### What is required
What you return should match the data below exactly, line for line.

Data for this exercise START

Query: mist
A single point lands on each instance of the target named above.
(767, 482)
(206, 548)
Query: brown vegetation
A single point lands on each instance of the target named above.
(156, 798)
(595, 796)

Data for this exercise END

### Answer section
Query: mist
A single point lands on each instance of the target named above.
(767, 482)
(206, 548)
Query: brown vegetation
A single point lands on each instance of the target named above.
(156, 798)
(595, 796)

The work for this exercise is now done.